═══ 本演習の記録

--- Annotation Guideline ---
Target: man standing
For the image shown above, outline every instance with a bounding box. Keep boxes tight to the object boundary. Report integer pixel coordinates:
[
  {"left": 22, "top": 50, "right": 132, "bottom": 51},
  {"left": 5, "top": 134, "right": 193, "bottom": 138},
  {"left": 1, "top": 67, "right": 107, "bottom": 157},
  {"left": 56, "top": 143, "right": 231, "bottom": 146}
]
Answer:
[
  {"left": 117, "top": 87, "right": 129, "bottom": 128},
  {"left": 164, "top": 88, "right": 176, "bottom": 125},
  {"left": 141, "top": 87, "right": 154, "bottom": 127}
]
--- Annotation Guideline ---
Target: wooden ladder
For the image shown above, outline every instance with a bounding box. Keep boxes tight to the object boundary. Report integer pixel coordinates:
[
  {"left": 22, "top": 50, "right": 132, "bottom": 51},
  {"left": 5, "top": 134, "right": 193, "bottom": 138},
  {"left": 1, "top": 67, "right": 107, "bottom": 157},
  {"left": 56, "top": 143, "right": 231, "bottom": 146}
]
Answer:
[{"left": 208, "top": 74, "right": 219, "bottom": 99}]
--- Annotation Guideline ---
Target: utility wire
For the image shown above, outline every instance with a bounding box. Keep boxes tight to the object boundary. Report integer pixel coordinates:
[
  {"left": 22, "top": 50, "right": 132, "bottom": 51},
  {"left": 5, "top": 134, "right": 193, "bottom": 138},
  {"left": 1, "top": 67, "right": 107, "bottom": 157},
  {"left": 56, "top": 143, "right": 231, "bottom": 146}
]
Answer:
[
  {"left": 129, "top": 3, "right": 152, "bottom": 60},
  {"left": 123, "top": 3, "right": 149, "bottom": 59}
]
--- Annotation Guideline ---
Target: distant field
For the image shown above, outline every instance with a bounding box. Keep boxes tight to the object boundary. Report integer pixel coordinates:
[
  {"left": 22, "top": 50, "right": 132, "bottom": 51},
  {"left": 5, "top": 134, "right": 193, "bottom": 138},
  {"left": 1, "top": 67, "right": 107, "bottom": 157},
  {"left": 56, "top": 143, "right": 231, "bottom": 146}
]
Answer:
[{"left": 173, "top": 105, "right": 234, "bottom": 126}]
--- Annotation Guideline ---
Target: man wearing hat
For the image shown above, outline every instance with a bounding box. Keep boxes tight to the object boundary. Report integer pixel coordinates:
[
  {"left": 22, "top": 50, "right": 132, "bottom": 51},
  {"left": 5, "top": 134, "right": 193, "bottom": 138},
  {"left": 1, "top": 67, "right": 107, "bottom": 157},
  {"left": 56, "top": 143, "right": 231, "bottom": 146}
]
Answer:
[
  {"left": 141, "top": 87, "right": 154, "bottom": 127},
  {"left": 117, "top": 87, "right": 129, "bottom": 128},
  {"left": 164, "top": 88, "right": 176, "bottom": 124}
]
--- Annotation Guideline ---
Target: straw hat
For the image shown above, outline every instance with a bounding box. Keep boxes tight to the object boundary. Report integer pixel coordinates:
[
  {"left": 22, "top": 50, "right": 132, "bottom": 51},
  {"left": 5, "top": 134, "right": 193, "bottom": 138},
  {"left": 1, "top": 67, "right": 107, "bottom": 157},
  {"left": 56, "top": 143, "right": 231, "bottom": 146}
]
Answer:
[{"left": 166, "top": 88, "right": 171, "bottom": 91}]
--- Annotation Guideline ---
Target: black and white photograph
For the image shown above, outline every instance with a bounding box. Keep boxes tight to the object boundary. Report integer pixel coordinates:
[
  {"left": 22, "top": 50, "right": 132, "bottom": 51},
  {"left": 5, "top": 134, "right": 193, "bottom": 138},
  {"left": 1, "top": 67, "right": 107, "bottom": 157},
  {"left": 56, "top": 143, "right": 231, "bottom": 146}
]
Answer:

══════
═══ 本演習の記録

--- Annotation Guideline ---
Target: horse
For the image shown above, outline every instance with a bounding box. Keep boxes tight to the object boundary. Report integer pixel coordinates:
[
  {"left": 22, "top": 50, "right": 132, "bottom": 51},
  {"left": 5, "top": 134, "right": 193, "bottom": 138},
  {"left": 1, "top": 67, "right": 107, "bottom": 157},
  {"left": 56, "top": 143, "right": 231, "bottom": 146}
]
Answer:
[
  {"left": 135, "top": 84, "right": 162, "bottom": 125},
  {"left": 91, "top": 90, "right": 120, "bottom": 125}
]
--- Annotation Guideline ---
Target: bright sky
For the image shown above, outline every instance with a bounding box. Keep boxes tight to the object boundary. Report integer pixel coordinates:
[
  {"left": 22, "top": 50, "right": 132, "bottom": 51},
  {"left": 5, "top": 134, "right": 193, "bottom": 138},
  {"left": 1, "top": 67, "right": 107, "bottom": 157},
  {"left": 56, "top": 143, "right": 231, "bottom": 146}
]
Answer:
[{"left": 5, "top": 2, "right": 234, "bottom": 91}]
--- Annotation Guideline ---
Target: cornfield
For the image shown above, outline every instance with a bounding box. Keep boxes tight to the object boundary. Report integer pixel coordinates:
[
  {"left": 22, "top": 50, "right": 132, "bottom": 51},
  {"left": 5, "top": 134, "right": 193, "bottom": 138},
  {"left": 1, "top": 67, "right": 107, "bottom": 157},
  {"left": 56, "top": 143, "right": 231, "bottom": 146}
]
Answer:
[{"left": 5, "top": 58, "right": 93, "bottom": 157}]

══════

課題の目的: 上記の記録から、文字列「Target」を含む行をすべて選び、一行ずつ書き写してください。

演習の解答:
Target: man standing
Target: wooden ladder
Target: utility wire
Target: distant field
Target: man wearing hat
Target: straw hat
Target: black and white photograph
Target: horse
Target: bright sky
Target: cornfield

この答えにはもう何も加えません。